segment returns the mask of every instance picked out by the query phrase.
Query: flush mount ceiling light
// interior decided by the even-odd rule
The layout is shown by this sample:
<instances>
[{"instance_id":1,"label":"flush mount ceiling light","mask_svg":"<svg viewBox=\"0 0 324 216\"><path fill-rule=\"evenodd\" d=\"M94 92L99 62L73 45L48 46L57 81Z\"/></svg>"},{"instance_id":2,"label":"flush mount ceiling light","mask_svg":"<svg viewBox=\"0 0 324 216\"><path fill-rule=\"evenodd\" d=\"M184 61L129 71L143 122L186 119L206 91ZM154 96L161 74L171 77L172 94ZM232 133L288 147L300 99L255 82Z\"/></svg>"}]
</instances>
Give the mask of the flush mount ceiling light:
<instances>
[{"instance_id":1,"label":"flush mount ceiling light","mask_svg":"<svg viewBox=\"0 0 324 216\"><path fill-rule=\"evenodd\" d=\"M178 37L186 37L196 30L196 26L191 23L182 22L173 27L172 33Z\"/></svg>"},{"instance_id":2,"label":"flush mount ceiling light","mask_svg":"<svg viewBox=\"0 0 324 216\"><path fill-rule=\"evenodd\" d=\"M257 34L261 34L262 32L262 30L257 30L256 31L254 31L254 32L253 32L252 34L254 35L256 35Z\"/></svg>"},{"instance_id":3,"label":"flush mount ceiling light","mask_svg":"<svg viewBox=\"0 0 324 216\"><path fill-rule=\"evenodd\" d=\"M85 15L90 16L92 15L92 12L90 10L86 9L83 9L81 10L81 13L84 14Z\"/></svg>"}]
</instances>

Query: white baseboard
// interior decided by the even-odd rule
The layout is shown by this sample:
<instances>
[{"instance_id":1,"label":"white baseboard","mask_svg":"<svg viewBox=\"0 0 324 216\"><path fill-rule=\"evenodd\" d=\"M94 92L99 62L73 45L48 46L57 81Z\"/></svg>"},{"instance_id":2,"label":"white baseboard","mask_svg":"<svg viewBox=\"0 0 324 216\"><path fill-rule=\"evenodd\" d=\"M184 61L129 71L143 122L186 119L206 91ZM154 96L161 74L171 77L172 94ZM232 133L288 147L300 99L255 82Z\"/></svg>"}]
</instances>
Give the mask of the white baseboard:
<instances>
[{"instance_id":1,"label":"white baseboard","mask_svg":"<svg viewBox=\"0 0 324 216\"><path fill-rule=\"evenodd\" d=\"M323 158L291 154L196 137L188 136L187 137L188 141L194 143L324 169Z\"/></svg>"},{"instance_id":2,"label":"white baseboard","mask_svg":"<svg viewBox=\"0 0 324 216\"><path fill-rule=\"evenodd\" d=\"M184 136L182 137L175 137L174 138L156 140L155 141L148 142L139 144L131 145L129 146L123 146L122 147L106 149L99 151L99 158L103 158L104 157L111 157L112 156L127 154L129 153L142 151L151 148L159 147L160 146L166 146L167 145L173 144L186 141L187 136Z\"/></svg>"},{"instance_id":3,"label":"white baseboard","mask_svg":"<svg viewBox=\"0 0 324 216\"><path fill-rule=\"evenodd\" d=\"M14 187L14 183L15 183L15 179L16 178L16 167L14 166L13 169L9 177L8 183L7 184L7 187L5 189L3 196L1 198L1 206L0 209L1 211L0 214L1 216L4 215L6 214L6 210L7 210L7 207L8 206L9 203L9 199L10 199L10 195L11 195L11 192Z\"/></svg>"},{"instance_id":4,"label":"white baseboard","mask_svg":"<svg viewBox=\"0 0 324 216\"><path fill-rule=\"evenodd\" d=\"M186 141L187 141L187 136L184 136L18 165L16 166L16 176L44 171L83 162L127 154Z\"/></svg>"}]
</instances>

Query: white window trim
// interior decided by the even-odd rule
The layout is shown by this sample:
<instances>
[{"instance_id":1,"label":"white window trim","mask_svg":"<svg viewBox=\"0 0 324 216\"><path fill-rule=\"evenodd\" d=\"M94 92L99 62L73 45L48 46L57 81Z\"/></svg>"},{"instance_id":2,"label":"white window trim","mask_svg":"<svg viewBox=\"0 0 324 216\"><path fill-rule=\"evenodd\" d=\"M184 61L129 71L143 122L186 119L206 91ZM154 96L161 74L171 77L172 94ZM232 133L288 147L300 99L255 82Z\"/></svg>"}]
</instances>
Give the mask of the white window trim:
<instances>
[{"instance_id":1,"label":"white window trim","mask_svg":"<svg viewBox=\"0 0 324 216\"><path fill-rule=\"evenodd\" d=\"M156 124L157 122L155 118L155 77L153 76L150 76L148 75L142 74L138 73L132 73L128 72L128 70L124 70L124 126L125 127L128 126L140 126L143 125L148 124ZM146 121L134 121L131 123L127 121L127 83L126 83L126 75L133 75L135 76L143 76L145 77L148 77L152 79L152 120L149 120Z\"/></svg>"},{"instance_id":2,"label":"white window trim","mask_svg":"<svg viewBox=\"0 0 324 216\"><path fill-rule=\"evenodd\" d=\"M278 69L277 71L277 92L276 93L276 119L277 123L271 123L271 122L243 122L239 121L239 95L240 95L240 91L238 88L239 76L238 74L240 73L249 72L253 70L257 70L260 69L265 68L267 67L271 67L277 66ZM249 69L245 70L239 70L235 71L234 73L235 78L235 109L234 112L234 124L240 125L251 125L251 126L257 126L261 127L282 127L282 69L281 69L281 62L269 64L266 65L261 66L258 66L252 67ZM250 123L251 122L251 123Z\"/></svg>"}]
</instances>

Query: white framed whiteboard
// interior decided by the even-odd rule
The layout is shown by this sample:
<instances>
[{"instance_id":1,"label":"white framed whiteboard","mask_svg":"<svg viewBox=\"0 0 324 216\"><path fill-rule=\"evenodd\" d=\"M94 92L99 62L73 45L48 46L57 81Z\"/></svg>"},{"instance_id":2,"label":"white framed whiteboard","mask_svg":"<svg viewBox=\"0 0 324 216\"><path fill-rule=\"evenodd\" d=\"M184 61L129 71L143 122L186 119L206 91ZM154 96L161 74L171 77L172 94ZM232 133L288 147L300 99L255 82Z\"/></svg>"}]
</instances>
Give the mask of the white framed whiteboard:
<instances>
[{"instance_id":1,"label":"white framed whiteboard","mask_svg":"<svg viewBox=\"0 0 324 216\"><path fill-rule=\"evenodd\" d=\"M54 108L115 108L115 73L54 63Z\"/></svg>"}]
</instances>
┄┄┄┄┄┄┄┄┄┄┄┄┄┄┄┄┄┄┄┄
PROMPT: Repeat exactly the lines above, starting with the line that contains "Query: white framed whiteboard" and ending with the last line, both included, and nothing else.

ANSWER IN FULL:
Query: white framed whiteboard
// interior decided by the even-odd rule
The layout is shown by this sample:
<instances>
[{"instance_id":1,"label":"white framed whiteboard","mask_svg":"<svg viewBox=\"0 0 324 216\"><path fill-rule=\"evenodd\" d=\"M94 92L99 62L73 45L48 46L57 81Z\"/></svg>"},{"instance_id":2,"label":"white framed whiteboard","mask_svg":"<svg viewBox=\"0 0 324 216\"><path fill-rule=\"evenodd\" d=\"M184 61L129 71L143 122L186 119L206 91ZM154 96L161 74L171 77L172 94ZM232 133L288 147L300 99L255 82Z\"/></svg>"}]
</instances>
Give the mask of the white framed whiteboard:
<instances>
[{"instance_id":1,"label":"white framed whiteboard","mask_svg":"<svg viewBox=\"0 0 324 216\"><path fill-rule=\"evenodd\" d=\"M54 108L115 108L115 73L54 63Z\"/></svg>"}]
</instances>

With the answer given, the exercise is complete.